• Point labeling dataset excerpts
[START]

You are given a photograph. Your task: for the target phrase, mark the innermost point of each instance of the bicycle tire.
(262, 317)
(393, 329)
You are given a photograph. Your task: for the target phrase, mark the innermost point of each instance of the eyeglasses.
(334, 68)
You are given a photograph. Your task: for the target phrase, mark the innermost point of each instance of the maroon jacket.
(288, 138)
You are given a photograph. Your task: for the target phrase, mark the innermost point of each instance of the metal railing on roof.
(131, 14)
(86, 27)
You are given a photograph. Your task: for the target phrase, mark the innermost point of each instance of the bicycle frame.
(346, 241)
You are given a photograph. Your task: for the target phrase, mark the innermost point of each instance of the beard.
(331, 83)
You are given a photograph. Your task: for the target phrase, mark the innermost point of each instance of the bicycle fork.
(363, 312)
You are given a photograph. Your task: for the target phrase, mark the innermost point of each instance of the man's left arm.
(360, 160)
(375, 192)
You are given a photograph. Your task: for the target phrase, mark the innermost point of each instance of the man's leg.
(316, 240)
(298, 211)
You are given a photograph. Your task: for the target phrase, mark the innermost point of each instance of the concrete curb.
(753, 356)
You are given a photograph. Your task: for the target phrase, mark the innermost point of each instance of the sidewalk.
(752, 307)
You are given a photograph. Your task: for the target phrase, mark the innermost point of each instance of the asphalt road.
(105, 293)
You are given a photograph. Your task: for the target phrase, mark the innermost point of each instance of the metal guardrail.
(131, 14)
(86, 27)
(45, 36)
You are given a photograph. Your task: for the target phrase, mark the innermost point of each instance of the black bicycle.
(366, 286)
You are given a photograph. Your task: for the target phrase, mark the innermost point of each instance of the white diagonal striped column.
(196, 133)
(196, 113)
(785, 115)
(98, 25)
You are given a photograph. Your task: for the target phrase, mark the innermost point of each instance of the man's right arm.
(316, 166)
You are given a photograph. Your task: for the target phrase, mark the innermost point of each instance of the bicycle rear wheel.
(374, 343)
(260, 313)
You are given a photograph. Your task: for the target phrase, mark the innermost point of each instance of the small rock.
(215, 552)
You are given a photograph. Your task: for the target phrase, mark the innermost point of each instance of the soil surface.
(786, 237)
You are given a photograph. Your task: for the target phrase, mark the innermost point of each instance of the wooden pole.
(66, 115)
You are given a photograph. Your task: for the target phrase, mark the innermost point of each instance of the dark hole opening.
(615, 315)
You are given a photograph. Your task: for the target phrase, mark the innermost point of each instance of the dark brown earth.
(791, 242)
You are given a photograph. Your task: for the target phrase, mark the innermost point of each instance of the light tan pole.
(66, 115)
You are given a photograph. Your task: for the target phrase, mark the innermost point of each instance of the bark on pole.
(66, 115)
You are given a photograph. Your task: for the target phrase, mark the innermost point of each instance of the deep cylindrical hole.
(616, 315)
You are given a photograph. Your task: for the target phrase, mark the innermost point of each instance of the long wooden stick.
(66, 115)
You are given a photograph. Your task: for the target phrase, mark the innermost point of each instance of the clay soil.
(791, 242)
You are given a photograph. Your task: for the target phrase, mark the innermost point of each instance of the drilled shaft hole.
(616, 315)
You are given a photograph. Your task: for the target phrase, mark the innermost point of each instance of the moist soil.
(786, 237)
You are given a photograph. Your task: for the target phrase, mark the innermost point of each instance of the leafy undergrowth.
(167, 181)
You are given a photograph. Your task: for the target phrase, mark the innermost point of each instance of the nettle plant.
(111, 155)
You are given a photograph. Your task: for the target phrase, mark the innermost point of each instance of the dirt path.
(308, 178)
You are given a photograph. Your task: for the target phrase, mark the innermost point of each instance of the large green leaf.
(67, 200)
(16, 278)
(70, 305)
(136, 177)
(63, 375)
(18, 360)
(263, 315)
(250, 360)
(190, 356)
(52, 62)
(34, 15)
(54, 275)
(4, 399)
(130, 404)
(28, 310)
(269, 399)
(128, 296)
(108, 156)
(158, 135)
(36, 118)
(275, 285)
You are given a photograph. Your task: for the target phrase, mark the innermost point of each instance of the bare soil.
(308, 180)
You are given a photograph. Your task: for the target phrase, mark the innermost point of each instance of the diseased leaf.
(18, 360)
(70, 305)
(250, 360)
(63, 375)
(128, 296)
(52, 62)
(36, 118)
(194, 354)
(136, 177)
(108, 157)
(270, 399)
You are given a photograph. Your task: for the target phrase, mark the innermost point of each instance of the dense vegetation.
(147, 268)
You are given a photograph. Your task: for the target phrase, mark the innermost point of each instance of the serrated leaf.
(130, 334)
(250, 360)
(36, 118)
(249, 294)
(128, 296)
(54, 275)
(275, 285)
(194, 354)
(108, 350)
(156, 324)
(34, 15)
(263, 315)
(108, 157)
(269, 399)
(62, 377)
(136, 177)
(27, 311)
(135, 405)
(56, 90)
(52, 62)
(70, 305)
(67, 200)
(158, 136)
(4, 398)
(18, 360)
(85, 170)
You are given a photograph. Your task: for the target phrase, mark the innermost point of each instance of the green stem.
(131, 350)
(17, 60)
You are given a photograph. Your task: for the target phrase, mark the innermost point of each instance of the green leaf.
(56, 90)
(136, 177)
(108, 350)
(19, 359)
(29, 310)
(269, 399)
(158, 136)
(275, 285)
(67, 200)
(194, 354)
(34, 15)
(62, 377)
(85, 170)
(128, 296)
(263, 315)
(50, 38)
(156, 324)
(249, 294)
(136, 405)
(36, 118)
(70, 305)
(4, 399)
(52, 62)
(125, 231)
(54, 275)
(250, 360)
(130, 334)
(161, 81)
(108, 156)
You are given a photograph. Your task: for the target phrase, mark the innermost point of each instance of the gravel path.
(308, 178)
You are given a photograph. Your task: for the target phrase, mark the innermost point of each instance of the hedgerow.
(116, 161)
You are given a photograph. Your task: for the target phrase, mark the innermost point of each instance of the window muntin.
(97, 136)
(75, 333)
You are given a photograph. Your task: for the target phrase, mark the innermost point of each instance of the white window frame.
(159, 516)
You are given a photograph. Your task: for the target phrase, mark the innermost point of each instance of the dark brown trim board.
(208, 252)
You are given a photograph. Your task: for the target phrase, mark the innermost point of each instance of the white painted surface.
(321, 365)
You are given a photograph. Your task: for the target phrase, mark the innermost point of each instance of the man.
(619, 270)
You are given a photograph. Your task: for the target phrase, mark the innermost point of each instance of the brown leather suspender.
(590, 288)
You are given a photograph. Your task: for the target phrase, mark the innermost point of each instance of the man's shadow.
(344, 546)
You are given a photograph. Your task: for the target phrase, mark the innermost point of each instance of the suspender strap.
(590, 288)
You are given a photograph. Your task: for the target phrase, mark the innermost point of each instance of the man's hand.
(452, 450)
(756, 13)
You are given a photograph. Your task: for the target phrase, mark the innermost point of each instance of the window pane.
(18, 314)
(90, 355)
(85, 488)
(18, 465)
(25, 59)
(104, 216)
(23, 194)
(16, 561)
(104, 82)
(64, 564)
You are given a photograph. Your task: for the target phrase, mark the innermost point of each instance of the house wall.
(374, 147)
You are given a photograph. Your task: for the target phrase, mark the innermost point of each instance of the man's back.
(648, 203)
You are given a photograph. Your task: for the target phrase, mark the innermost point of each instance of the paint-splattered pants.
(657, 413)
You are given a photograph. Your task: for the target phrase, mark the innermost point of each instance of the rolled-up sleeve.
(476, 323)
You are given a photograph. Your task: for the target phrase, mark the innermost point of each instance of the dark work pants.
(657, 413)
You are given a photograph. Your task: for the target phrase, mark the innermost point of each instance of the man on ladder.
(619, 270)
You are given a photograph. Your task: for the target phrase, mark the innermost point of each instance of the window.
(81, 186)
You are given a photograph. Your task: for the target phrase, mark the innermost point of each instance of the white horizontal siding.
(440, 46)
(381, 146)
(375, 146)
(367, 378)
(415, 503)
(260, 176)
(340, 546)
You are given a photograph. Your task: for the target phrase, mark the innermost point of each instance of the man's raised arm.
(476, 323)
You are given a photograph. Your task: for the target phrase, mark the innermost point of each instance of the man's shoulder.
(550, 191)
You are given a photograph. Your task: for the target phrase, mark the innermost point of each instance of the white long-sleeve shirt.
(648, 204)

[END]

• Stated problem
Only the lines from the one containing "of the window." to the end of the listing belong in the output, each reproduced exactly.

• Solution for this problem
You are given a photograph. Your task: for the target phrase, mark the innermost point of each instance of the window.
(81, 186)
You are given a photograph. Your task: for the target phrase, mark the innermost point of each instance of the white horizontal siding.
(440, 46)
(381, 146)
(375, 146)
(367, 378)
(415, 503)
(260, 176)
(340, 546)
You are given a photograph. Your task: for the target phrase, mark the innermost point of each instance of the man's raised arm.
(476, 323)
You are given a photograph. Your task: for the target phrase, mark the innermost point of each instance of the man's shoulder.
(550, 191)
You are given a photograph. Your task: for the target phrase, mark the innermost point of each instance of the white long-sleeve shirt.
(648, 204)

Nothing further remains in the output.